TRECHO DO DOCUMENTO =
....................

O segundo é o que parece ditar muito mais o nosso tempo, a queda do muro de Berlim foi afinal de contas um grande momento de ruptura, e suspeito ainda não termos digerido este evento e o posterior desmantelamento da União Soviética de forma concisa. Um fato interessante é que ninguém esperava que o muro caísse e muito menos que a URSS acabasse. Se planejava o futuro de uma forma, de uma maneira, partindo de um certo aspecto, a existência do muro e da União Soviética. Com a queda do muro o presente chamou a atenção para si, dizendo “sou eu que decido”, não o passado, não o futuro. Ninguém esperava o que ocorreu, o mundo e uma série de relações se transformaram num ritmo e de uma forma que ninguém imaginava. Creio que este evento ilustra bem nossa relação com o presente. Uma delas é a de que planos para datas muito longas são cada vez mais ignorados e abandonados, seja entre empresas, governo ou até mesmo pelas pessoas ordinárias e o que querem de sua vida. Talvez dai venha a crescente onda de não se desejar mais ter filhos, eles implicam este planejamento longo, esta “limitação do presente”. Com um filho para criar, já se sabe que algumas responsabilidades serão constantes e estas precisam de planejamento – educação, saúde, moradia, todos elementos que durante muito tempo os pais terão que se preocupar para darem uma boa criação para seu filho. Um exemplo prático é convidar pais adolescentes para irem a uma festa, a primeira coisa que atravanca a saída é encontrar alguém para cuidar da criança, isto exige um mínimo de planejamento.

....................

TRECHO DOS DADOS =
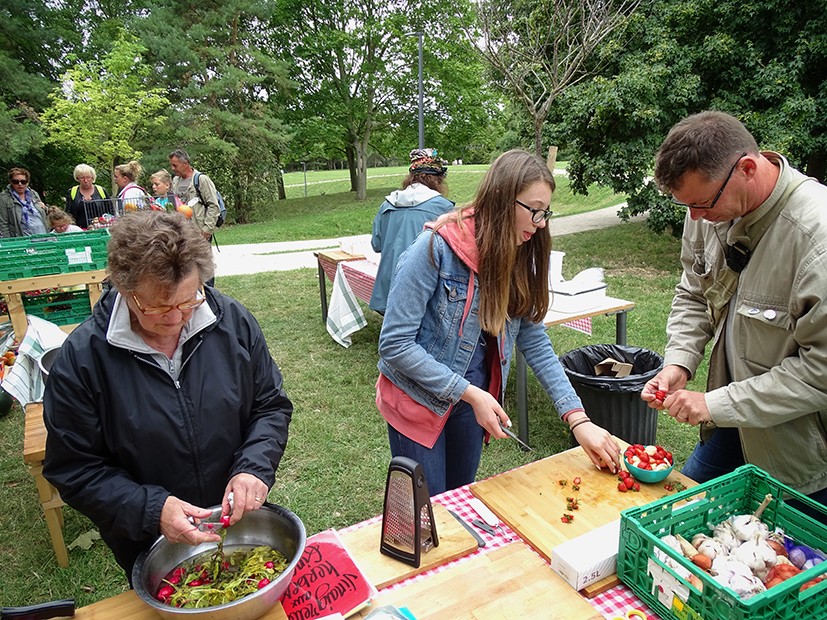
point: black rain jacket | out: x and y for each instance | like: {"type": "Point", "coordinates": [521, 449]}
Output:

....................

TAREFA 1 = Resuma em duas frases o trecho sobre a queda do muro de Berlim.
TAREFA 2 = No trecho sobre a queda do muro de Berlim, qual é a primeira coisa que atravanca a saída de pais adolescentes convidados para uma festa?
TAREFA 3 = Dê continuidade ao trecho sobre a queda do muro de Berlim a partir da última frase.

RESPOSTA 1 = A queda do muro de Berlim e o desmantelamento da União Soviética, que ninguém esperava, transformaram o mundo num ritmo e de uma forma que ninguém imaginava, e o presente passou a ser o que decide. Esse evento ilustra nossa relação com o presente, em que planos de longo prazo são cada vez mais ignorados e abandonados, o que talvez explique a crescente onda de não se desejar ter filhos, já que criá-los exige planejamento constante.

RESPOSTA 2 = Encontrar alguém para cuidar da criança.

RESPOSTA 3 =
Da mesma forma que o presente nos pegou de surpresa, queremos aproveitar estas surpresas do presente, como por exemplo ir a uma festa de última hora. É inegável que existe também uma crítica ao futuro enquanto provedor de melhora da nossa vida – será que não é esse o conceito de progresso? Ou seja, direcionar-se para o futuro não garante necessariamente uma melhora de vida, mesmo que a tecnologia se desenvolva, sabemos também que esta não causa unicamente uma melhora de nossa vida. Se não fosse por estas impressões, não haveria uma curiosidade pelo passado, e muito mais importante do que isto, uma vontade e encantamento pela preservação desse passado. Exemplos? Os museus e os tombamentos. Não só prédios dispersos pela malha urbana são tombados, como também áreas inteiras de cidades. Estes bairros tombados e os museus com fragmentos do passado são lugares que visitamos com grande alegria. O tombamento também é acompanhado da velocidade com que “as coisas mudam”, sempre há aquele pesar ao perceber que aquele prédio que se gostava tanto sumiu.
Em resumo temos esta preocupação com o tombamento devido a velocidade que percebemos o nosso presente. Queremos que esta nossa vivência (que ocorre no presente) não seja necessariamente um apagar do passado, sabemos que de alguma forma este passado faz parte, às vezes maior, outras vezes menor, do nosso presente, mesmo depois de rupturas. Existe nesta problemática questões referentes a importância da história, a construção e as mudanças dos conceitos e relações temporais e um desafio gigante, que Hartog parece começar a organizar, porém ainda sem uma resposta muito clara, já que este presente que vivemos, parece tão efêmero. E sabemos que, como coloca Marc Bloch, é do presente que o historiador parte, é de seu tempo, mesmo que se fale da Idade Média, se fala da Idade Média possível da época em que se pesquisa e estuda. O presente talvez seja um nó mais difícil de desatar do que o passado.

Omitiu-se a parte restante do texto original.